### YOUR OBJECTIVE
Beginning at the line that contains "Query: air conditioning unit" and ending at the last line of the entries, write out each line exactly; include nothing outside that span.

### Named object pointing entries
☆ ☆ ☆ ☆ ☆

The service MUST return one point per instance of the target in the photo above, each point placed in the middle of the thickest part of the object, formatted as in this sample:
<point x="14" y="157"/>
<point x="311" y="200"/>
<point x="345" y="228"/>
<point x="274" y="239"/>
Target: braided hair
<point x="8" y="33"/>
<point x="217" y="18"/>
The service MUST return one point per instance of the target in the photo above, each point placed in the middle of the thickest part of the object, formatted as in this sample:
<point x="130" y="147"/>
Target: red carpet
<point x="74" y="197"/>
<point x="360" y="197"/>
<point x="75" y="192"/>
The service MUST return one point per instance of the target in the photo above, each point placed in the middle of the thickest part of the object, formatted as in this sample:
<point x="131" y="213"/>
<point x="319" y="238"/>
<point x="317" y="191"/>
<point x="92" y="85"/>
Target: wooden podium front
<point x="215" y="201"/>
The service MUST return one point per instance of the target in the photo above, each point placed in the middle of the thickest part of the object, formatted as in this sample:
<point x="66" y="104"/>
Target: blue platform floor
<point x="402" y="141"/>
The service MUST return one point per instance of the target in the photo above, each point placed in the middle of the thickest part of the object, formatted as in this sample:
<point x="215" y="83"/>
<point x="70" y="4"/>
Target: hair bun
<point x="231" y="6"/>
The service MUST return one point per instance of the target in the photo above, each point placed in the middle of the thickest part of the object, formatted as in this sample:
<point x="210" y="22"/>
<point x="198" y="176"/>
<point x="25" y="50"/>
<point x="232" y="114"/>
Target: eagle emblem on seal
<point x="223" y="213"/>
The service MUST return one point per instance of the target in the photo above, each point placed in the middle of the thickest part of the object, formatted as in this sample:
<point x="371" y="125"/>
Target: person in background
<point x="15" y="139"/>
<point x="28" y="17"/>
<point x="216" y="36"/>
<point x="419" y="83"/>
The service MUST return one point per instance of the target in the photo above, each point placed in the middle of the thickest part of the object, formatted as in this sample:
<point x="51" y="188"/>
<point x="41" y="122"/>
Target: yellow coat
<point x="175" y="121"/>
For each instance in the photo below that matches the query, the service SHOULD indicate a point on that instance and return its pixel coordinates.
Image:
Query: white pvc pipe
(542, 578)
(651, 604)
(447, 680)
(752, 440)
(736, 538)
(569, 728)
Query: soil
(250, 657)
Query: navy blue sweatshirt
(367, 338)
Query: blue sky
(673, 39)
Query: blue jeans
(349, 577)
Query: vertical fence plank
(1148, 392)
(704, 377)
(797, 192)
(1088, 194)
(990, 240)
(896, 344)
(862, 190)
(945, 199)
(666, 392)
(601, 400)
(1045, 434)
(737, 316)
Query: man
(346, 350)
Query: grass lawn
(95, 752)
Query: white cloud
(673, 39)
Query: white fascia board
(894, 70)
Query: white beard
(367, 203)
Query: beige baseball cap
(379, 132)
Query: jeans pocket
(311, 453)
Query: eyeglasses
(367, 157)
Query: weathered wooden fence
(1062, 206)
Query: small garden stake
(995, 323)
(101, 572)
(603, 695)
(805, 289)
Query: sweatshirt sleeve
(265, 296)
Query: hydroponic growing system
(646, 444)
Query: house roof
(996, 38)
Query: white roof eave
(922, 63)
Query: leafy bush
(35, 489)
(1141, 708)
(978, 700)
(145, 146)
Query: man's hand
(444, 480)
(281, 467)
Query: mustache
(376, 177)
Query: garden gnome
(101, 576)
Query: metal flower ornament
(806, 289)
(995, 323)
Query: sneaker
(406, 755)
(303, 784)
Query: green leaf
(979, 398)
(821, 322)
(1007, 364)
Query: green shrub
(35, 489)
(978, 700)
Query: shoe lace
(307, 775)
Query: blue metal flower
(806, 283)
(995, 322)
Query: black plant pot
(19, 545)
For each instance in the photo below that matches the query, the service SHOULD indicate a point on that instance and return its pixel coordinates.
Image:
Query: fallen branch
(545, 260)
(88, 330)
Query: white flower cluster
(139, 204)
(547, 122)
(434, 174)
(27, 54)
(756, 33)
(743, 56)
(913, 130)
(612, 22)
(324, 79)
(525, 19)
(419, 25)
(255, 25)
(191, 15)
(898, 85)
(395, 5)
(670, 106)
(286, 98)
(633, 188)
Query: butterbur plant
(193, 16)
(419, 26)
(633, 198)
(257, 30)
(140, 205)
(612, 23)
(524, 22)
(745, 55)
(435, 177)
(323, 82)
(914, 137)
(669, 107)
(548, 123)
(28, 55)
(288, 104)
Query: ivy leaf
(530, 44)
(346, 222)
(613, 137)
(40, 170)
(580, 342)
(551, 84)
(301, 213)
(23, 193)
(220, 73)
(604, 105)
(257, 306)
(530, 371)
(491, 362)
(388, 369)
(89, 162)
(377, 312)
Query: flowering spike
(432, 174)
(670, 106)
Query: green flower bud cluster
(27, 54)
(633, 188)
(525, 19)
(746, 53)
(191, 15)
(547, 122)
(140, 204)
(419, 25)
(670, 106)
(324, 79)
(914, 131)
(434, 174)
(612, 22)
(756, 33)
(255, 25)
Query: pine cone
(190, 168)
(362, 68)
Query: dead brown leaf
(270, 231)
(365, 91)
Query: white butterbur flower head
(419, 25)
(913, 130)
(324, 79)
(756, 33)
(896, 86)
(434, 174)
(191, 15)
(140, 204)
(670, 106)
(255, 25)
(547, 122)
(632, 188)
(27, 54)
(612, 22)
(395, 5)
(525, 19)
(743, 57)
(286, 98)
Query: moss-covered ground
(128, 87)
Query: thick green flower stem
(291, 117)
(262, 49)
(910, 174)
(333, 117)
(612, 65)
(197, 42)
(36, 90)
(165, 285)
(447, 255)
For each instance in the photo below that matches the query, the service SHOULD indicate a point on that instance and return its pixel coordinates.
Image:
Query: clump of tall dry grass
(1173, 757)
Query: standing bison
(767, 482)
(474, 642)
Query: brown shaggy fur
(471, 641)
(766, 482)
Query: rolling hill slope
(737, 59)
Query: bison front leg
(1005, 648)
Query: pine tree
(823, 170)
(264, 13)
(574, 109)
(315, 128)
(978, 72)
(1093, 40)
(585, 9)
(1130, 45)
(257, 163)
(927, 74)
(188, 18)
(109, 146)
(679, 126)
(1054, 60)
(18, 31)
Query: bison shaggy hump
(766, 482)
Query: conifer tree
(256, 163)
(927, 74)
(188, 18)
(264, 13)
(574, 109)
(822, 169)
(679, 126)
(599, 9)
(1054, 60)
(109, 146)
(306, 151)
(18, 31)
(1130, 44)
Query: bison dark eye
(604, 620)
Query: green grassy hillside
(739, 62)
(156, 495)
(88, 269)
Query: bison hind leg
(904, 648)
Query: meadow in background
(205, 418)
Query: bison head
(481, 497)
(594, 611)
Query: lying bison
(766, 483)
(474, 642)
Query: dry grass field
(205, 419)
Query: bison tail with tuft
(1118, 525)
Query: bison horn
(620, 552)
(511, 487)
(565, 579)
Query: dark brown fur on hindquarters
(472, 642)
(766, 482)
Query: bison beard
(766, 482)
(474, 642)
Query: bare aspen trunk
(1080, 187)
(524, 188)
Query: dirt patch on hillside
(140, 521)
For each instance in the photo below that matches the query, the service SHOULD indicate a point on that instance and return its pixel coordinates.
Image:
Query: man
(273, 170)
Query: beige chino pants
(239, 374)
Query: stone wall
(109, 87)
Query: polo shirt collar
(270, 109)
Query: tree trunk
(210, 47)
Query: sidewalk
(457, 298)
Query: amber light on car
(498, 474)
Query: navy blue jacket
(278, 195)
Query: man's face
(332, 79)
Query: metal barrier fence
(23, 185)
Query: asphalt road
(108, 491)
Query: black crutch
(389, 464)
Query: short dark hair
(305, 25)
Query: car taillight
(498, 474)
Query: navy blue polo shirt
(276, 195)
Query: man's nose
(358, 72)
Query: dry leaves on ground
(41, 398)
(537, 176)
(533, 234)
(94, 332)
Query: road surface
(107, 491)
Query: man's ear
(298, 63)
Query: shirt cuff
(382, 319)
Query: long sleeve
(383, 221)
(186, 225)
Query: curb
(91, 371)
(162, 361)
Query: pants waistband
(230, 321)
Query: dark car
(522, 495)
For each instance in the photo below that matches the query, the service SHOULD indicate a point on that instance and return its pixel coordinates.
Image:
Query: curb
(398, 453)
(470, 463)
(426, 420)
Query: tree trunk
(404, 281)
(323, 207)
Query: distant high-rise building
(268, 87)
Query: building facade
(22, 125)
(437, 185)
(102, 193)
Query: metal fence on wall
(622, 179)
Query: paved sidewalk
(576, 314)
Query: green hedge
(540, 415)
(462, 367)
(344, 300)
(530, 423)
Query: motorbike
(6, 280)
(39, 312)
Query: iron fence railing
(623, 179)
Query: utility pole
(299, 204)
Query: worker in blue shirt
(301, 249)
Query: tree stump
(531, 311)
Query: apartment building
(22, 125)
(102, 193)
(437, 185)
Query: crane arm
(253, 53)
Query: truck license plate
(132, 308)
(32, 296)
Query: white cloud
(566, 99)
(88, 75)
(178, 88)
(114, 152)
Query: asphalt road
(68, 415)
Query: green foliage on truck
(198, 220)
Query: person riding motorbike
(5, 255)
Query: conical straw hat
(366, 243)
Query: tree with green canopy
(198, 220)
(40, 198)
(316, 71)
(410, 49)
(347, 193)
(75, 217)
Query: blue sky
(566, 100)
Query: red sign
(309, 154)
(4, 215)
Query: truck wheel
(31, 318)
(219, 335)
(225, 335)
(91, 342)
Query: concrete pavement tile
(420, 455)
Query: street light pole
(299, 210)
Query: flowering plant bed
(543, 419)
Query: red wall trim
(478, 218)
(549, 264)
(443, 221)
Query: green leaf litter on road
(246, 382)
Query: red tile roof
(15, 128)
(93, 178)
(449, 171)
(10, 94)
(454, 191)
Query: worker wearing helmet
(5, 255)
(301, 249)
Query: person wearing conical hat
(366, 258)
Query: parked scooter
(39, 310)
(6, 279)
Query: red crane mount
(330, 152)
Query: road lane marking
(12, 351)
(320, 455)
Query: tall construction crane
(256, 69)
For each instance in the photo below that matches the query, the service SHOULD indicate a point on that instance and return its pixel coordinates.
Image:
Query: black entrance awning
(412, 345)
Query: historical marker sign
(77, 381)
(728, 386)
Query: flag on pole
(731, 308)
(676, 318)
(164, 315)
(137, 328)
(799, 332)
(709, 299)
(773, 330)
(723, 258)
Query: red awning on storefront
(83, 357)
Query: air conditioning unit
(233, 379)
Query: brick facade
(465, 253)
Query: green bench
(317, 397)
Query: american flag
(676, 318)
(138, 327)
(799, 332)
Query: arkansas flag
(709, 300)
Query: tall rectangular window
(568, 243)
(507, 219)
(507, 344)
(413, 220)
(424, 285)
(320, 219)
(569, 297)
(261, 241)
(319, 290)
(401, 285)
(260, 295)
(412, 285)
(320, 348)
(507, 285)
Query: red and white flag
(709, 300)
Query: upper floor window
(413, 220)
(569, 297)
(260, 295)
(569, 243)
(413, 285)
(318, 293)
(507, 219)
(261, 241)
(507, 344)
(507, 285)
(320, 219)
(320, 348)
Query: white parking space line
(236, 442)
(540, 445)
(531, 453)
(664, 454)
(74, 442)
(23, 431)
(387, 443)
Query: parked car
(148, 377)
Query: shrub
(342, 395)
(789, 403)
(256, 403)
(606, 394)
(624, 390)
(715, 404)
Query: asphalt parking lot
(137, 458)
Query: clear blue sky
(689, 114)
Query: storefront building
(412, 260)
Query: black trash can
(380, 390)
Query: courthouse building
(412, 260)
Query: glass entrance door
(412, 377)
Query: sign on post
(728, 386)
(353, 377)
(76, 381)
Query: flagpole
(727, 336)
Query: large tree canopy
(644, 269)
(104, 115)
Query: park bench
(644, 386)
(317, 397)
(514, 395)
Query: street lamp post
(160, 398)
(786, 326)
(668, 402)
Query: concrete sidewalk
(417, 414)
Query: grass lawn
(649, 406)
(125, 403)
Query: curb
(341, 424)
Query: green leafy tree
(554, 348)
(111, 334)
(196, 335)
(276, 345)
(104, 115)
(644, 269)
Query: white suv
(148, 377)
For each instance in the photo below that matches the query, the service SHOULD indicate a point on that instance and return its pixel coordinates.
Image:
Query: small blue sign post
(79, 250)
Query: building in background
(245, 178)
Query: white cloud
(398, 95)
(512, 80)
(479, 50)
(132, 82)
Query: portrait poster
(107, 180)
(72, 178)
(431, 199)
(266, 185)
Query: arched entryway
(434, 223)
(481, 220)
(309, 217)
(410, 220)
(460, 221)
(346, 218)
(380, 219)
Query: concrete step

☆ ☆ ☆ ☆ ☆

### SOLVED PROBLEM
Query: air conditioning unit
(233, 379)
Query: brick facade
(465, 253)
Query: green bench
(317, 397)
Query: american flag
(676, 318)
(138, 327)
(799, 332)
Query: arkansas flag
(709, 300)
Query: tall rectangular window
(568, 243)
(507, 219)
(507, 344)
(413, 220)
(424, 285)
(320, 219)
(569, 297)
(261, 241)
(319, 290)
(401, 285)
(260, 295)
(412, 285)
(320, 348)
(507, 285)
Query: red and white flag
(709, 300)
Query: upper floor window
(413, 220)
(569, 297)
(260, 295)
(569, 243)
(413, 285)
(318, 293)
(507, 219)
(261, 241)
(507, 344)
(507, 285)
(320, 219)
(320, 348)
Query: white parking space line
(236, 442)
(540, 445)
(531, 453)
(664, 454)
(74, 442)
(23, 431)
(387, 443)
Query: parked car
(148, 377)
Query: shrub
(342, 395)
(789, 403)
(256, 403)
(606, 394)
(624, 390)
(715, 404)
Query: asphalt parking lot
(137, 458)
Query: clear blue sky
(689, 114)
Query: storefront building
(412, 260)
Query: black trash can
(380, 390)
Query: courthouse building
(412, 260)
Query: glass entrance door
(412, 377)
Query: sign on post
(728, 386)
(353, 377)
(76, 381)
Query: flagpole
(727, 336)
Query: large tree canopy
(644, 269)
(104, 115)
Query: park bench
(644, 386)
(317, 397)
(514, 395)
Query: street lamp post
(160, 398)
(786, 326)
(668, 402)
Query: concrete sidewalk
(417, 414)
Query: grass lawn
(649, 406)
(125, 403)
Query: curb
(341, 424)
Query: green leafy tree
(554, 348)
(111, 334)
(196, 335)
(276, 345)
(104, 115)
(644, 269)
Query: white suv
(148, 377)
For each instance in the photo below that matches the query, the service SHOULD indicate a point on that instance and return its pixel coordinates.
Image:
Query: small blue sign post
(79, 250)
Query: building in background
(245, 178)
Query: white cloud
(398, 95)
(512, 80)
(479, 50)
(132, 82)
Query: portrait poster
(107, 180)
(72, 178)
(431, 199)
(266, 185)
Query: arched entryway
(434, 223)
(481, 220)
(309, 217)
(410, 220)
(460, 221)
(346, 218)
(380, 219)
Query: concrete step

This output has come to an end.